**Task objective**
"blonde" appears in how many lines of the entries? State only the number.

──────── Given entries ────────

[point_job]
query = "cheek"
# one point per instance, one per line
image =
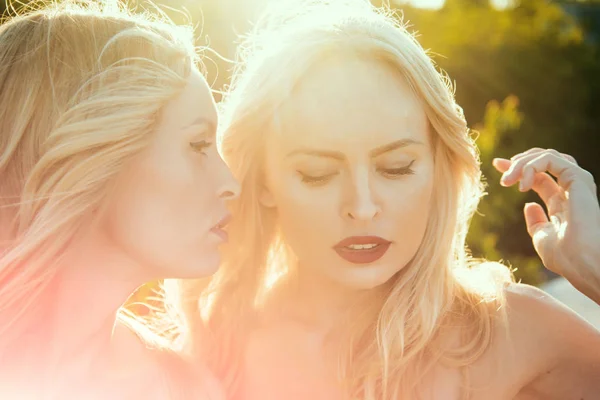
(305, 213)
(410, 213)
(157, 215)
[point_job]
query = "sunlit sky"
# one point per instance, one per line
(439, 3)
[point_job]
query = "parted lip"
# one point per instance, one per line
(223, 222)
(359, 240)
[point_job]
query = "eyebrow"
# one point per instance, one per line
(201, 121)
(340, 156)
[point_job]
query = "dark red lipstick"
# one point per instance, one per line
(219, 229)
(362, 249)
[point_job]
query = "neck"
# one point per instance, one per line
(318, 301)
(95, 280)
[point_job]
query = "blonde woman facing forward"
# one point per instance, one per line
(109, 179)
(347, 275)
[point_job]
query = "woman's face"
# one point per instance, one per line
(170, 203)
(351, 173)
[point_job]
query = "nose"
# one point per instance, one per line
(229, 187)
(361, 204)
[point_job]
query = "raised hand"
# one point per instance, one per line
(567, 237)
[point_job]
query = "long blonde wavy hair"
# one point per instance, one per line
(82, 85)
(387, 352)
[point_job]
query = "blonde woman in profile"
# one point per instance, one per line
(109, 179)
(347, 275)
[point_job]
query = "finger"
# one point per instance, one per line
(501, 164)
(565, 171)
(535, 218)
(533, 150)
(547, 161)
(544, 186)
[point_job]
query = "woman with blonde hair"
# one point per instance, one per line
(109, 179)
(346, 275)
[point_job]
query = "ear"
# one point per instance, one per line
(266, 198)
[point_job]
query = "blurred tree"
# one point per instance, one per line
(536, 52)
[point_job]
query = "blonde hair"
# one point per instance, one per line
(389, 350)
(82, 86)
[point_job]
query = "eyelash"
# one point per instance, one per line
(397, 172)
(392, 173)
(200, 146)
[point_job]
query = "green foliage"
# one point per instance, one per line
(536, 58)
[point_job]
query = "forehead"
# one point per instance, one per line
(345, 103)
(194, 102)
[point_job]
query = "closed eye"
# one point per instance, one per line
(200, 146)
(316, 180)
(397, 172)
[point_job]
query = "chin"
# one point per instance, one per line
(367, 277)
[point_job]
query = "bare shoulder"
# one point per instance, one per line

────────

**Solution below**
5